__SUPPLIED PASSAGE__:
┄┄┄┄┄┄┄┄┄┄

HOWE Q. WALLACE BLOG

MEMORIAL DAY MESSAGE FROM MATT MISSAD, CEO

Not long ago, I watched episodes of a miniseries: The Man in the High Castle. It depicts what life would be like if we had lost WWII, and Nazi Germany and Japan ruled the world.

In the storyline, the United States is divided: the Greater Nazi Reich in the east and the Japanese Pacific States in the west. The Rocky Mountains serve as a neutral zone – kind of like the DMZ between North and South Korea. There are very few individually-owned automobiles, and little freedom to move about. If you live in Nashville, you likely will never see Las Vegas (which is still desert). Friends turn on each other because they don’t know who to trust. Food is hard to come by. People diagnosed with diseases are euthanized. Anyone’s life can be snuffed out over the tiniest reason.

It’s a bleak picture, but who knows what life would have looked like if we’d lost WWII to Japan and Germany? Who knows what would have happened to ethnic minorities, to our freedoms, to our economies?

┄┄┄┄┄┄┄┄┄┄

__EXERCISE DIRECTIONS__: In the Memorial Day message, list everything the writer wonders about in asking "Who knows what would have happened to".

__DATA PROVIDED__:
┄┄┄┄┄┄┄┄┄┄

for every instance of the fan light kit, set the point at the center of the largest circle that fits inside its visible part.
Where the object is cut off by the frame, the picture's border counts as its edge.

┄┄┄┄┄┄┄┄┄┄

__RESPONSE FOR THIS EXERCISE__:
- Ethnic minorities
- Our freedoms
- Our economies